Records
^^^^

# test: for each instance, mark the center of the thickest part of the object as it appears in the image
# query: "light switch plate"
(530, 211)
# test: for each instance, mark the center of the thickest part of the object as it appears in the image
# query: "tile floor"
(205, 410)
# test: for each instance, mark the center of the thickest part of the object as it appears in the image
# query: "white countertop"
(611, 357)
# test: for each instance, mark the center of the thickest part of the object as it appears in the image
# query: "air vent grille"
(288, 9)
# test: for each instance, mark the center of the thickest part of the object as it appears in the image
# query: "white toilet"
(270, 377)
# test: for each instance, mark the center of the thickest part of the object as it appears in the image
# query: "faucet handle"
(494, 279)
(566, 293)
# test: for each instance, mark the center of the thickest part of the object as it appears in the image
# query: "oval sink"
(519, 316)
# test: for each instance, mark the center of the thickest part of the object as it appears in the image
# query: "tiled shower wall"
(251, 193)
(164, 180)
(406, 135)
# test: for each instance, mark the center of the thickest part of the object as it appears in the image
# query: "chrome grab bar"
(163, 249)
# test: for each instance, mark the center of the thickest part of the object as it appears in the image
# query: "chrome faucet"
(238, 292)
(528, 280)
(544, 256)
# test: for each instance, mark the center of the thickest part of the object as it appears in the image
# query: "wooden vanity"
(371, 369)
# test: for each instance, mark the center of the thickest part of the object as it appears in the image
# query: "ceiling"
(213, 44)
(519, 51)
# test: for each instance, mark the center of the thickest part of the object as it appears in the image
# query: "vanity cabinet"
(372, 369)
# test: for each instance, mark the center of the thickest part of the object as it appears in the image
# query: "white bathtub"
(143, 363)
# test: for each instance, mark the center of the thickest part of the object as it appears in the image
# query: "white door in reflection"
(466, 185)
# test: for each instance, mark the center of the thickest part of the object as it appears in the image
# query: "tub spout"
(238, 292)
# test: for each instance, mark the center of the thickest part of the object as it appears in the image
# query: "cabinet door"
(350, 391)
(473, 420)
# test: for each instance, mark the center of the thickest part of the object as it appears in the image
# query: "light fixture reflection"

^^^^

--- The task ---
Locate every line in the records above that contains the word "reflection" and copy each of those lines.

--- In response ---
# query: "white door in reflection"
# query: "light fixture reflection"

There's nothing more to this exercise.